[START Text excerpt]

IT IS FURTHER ORDERED, ADJUDGED, AND DECREED that CSFB, directly or through its officers, directors, agents, servants and employees is hereby permanently restrained and enjoined, directly or indirectly, from violating Section 17(a) (1) of the Exchange Act, 15 U.S.C. § 78q(a)(1), and Rule 17a-3 thereunder, 17 C.F.R.

§ 240.17a-3, by failing to make and keep for prescribed periods such records, to furnish such copies thereof, and to make, disseminate and file the reports required by such section and the rules thereunder, which set forth requirements concerning records and reports required to be made and preserved by certain exchange members, brokers and dealers.

IV.

IT IS FURTHER ORDERED, ADJUDGED, AND DECREED that, CSFB shall pay $70 million, representing disgorgement of monies obtained improperly by CSFB as a result of the conduct alleged in the Complaint, provided, however, that the foregoing payment obligation shall be reduced by any amounts paid by CSFB pursuant to its agreement to pay disgorgement to NASD Regulation, Inc. ("NASDR") in a related proceeding.

[END Text excerpt]
[START Dataset entries]

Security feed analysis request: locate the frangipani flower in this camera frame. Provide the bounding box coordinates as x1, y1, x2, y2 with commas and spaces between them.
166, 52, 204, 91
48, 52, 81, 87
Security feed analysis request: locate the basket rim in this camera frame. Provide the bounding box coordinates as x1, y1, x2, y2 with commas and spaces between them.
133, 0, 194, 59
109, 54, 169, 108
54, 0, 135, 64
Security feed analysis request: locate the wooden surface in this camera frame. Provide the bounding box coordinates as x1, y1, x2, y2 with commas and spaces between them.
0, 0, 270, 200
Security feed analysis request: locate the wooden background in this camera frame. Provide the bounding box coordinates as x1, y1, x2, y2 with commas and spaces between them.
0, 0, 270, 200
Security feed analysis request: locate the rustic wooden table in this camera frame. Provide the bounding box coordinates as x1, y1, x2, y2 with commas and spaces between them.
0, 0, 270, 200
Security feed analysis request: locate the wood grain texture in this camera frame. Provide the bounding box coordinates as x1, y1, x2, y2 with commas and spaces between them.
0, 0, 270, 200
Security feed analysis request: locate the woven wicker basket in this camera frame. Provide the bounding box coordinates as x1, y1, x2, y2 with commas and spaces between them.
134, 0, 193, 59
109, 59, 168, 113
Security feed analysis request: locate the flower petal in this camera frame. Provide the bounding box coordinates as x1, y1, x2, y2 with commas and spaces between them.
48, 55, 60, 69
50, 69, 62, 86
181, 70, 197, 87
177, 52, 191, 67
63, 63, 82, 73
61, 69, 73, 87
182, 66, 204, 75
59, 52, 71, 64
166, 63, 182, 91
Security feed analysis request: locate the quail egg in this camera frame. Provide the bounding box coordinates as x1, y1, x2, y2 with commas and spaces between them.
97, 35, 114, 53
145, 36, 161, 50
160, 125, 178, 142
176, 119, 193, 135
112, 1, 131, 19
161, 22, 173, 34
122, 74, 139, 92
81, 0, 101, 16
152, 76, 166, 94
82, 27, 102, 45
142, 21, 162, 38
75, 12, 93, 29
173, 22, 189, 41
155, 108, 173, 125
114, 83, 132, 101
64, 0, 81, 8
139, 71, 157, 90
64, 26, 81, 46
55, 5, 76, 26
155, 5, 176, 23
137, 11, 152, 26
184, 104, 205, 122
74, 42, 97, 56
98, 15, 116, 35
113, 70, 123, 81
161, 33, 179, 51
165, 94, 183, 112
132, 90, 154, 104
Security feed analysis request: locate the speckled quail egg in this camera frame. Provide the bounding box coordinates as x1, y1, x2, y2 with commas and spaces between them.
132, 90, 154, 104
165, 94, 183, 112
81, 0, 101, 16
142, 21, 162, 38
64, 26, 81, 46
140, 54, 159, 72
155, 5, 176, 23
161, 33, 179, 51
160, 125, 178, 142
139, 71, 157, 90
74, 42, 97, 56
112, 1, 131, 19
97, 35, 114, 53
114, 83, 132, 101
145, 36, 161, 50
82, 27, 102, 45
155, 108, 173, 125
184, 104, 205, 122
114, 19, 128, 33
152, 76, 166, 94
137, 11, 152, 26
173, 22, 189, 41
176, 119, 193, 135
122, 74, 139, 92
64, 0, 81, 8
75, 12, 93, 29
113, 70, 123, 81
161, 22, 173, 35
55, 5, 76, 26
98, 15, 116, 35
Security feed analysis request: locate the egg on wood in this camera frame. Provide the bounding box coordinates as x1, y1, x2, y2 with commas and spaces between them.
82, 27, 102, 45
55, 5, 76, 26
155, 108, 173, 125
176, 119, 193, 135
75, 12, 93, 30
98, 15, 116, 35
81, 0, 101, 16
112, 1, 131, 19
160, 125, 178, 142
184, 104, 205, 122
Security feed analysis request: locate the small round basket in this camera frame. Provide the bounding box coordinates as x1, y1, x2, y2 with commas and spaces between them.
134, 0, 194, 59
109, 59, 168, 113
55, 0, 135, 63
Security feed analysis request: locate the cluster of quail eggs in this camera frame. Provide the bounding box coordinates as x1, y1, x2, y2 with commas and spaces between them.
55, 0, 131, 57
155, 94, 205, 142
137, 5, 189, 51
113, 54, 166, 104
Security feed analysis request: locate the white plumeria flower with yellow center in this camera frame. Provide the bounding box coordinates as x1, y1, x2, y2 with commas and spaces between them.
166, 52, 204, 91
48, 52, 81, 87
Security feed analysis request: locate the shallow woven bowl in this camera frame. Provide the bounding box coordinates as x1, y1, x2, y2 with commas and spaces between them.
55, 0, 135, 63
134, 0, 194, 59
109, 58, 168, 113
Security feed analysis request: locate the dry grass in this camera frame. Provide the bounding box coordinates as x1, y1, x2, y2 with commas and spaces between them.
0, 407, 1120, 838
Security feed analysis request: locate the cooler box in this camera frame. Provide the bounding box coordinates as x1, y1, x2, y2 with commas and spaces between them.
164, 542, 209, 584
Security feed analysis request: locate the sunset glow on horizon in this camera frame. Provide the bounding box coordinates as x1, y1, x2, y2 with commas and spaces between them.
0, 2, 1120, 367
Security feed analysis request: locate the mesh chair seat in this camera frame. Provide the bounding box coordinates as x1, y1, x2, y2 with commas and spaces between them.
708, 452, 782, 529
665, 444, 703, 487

[END Dataset entries]

Exercise brief:
In the court order excerpt, how much is CSFB ordered to pay in disgorgement? You can do this without the records.

Exercise answer:
$70 million